# [What is being asked]
Copy each of the following items word for word, keeping every line as it is, and leave out the pictures.

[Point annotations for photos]
════════════════════
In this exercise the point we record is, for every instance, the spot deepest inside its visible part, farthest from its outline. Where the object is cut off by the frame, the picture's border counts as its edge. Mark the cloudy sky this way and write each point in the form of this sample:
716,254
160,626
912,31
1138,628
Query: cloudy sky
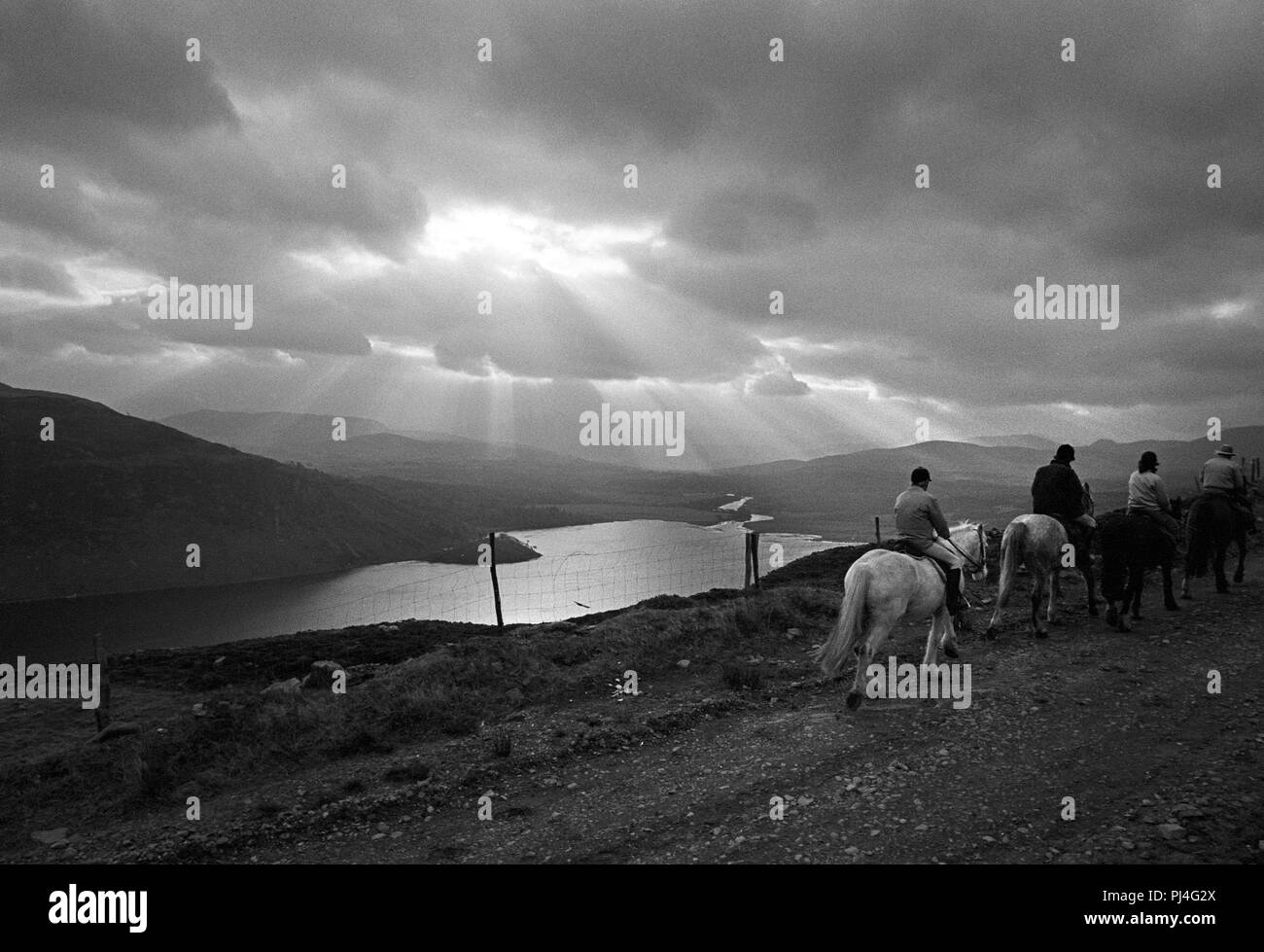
753,176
════════════════════
# [Full answer]
In this exercise the point we record is, for every instance, the spot deepest inside its visible part, farthest from its outline. Where the object is cut off by the frame, the picture's border counts as its edge. Mark the cloudy sky this way and write each point in the form of this sample:
716,254
160,626
912,31
1138,628
Query: cloudy sky
753,176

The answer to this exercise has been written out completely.